Moves to improve the reciprocal detention notification mechanism began after five Hong Kong booksellers went missing from October 2015

Freed Hong Kong bookseller Lam Wing-kee stands next to a placard with a picture of Gui Minhai. Moves to improve the reciprocal detention notification mechanism began after five Hong Kong booksellers, including Lam and Gui, went missing from October 2015. Photo: AP

Hong Kong is expected to get Beijing’s agreement this week on faster notification when its residents are detained, sources said, as Secretary for Security John Lee Ka-chiu headed to Beijing on Wednesday to meet the mainland’s Minister of Public Security Zhao Kezhi.

Two Hong Kong government sources told the Post that an agreement is likely to be reached during Lee’s three-day visit, with Chief Executive Carrie Lam Cheng Yuet-ngor confirming that she would join part of the meeting between Lee and Zhao.

Lam, who will be in Beijing from Wednesday to Friday for her maiden duty visit with state leaders, said Lee and a high-powered delegation would “be visiting the Ministry of Public Security, particularly to discuss the new arrangements of the notification mechanism.”

Lee said before getting on his flight that he hoped both sides could finalise the details of the new mechanism at their meeting on Thursday. However, he did not confirm if or when they would sign a formal agreement.

One of the government sources said that since two rounds of talks between both sides had already taken place, with the first happening in Beijing more than a year ago, a deal was “highly” likely to come this time.

“Given the previous two rounds, the length of time that has lapsed and the size of the delegation, a deal on this occasion is highly possible,” the source said.

Accompanying Lee on the visit are three heads of Hong Kong’s disciplined forces – Hong Kong’s Commissioner of Police Lo Wai-chung, Director of Immigration Tsang Kwok-wai, Commissioner of Customs and Excise Hermes Tang Yi-hoi – and Assistant Director Ken Ho of the Operations Department of the Independent Commission Against Corruption.

Secretary for Security, John Lee Ka-chiu. Photo: Sam Tsang
Secretary for Security, John Lee Ka-chiu. Photo: Sam Tsang

There was renewed attention on the reciprocal notification mechanism during the Hong Kong bookseller disappearances, when five men based in the city linked to the Mighty Current publishing company, which specialises in political gossip about Beijing leaders, began to go missing from October 2015.

They eventually turned up in the custody of mainland authorities, and appeared on state media to claim they had gone there voluntarily.

Mighty Current’s co-founder, Gui Minhai, a mainland-born, naturalised Swedish citizen, vanished from Pattaya in Thailand. In October, his long-time friend said he had been released and reunited with his family in the Chinese city of Ningbo.

→ Extracted data:
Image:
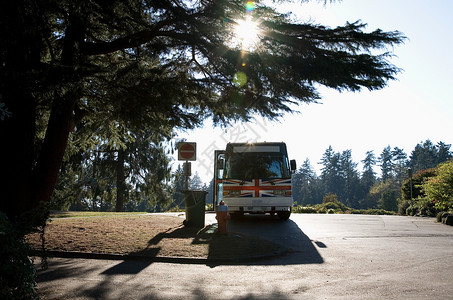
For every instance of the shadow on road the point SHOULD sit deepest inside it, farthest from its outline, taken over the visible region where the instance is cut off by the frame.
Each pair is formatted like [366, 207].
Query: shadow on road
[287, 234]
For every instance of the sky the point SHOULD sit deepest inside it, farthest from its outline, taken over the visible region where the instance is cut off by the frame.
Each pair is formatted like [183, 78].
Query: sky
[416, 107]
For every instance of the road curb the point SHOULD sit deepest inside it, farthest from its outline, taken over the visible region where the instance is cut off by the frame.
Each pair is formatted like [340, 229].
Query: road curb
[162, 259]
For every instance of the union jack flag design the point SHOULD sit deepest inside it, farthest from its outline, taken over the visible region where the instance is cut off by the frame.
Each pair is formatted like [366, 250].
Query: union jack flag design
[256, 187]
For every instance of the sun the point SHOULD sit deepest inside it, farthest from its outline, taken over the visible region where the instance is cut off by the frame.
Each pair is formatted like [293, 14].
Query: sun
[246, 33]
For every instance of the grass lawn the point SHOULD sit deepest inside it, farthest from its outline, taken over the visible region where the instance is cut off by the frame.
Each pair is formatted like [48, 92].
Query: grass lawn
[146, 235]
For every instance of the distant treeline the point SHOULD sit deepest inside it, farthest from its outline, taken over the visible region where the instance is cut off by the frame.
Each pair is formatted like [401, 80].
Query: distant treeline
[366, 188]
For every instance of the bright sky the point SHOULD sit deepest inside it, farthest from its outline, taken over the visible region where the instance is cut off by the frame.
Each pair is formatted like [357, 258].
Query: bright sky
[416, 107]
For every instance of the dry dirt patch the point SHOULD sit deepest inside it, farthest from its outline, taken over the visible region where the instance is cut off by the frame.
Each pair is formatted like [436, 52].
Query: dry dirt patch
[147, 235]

→ Exercises:
(A) Rewrite the paragraph beginning "Accompanying Lee on the visit" from the notification mechanism article as a short list, keeping every official named.
(B) Summarize the notification mechanism article in two sentences.
(C) Retype the notification mechanism article from "Lee said before" up to and including "the source said.".

→ Per-task answers:
(A)
Officials accompanying Lee:
- Commissioner of Police Lo Wai-chung
- Director of Immigration Tsang Kwok-wai
- Commissioner of Customs and Excise Hermes Tang Yi-hoi
- Assistant Director Ken Ho, Operations Department, Independent Commission Against Corruption

(B) Hong Kong is expected to get Beijing's agreement on faster notification when its residents are detained, as Secretary for Security John Lee Ka-chiu visits Beijing to meet Minister of Public Security Zhao Kezhi, with Chief Executive Carrie Lam joining part of the meeting. Attention on the mechanism was renewed after five Hong Kong booksellers linked to the Mighty Current publishing company went missing from October 2015 and later turned up in the custody of mainland authorities.

(C)
Lee said before getting on his flight that he hoped both sides could finalise the details of the new mechanism at their meeting on Thursday. However, he did not confirm if or when they would sign a formal agreement.

One of the government sources said that since two rounds of talks between both sides had already taken place, with the first happening in Beijing more than a year ago, a deal was “highly” likely to come this time.

“Given the previous two rounds, the length of time that has lapsed and the size of the delegation, a deal on this occasion is highly possible,” the source said.